• _Exercise goal_: Rewrite the data below, substituting "Warm-up step" for every occurrence of "Practice step" and leaving everything else unchanged.

• _Data entries_:
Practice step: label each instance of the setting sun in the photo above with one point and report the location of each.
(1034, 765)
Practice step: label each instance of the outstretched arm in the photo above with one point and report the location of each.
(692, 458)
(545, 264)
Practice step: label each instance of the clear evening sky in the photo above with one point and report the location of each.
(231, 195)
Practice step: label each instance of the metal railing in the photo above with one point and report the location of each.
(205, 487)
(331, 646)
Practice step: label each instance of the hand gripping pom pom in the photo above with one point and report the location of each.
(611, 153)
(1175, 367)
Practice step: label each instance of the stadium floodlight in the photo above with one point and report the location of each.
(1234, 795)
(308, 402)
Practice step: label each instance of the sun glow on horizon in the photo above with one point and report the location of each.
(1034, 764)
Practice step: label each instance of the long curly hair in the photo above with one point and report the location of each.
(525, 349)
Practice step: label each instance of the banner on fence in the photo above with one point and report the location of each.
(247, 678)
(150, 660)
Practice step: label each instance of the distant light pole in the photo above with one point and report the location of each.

• _Result of the exercise_:
Warm-up step: label each instance of the setting sun in the photo above with one point and report the location of each.
(1034, 765)
Warm-up step: label each instance of the outstretched arm in the photo above with one point and report the location of each.
(692, 458)
(545, 264)
Warm-up step: label each instance of the clear evening sky in the photo above with one point and report the location of each.
(231, 195)
Warm-up step: label each instance of the metal railing in the photo above with one point and report the location of each.
(205, 487)
(331, 646)
Warm-up step: label each instance of the hand gripping pom pom in the photo above with one point and report the location of each.
(611, 153)
(1175, 367)
Warm-up step: label each instance of the stadium floodlight in the photo above with one point and report the location of each.
(1234, 795)
(308, 402)
Warm-up step: label each instance of the sun glow on horizon in the photo above with one point and report the location of each.
(1034, 764)
Warm-up step: label each instance of the long curly hair in the photo above with one point and report the location of each.
(525, 349)
Warm-up step: label each instance of the banner on fence in the photo above with one point and report the location of each.
(247, 678)
(150, 660)
Warm-up step: label each instance of the distant light pole in the photo above with one point and report the location of each.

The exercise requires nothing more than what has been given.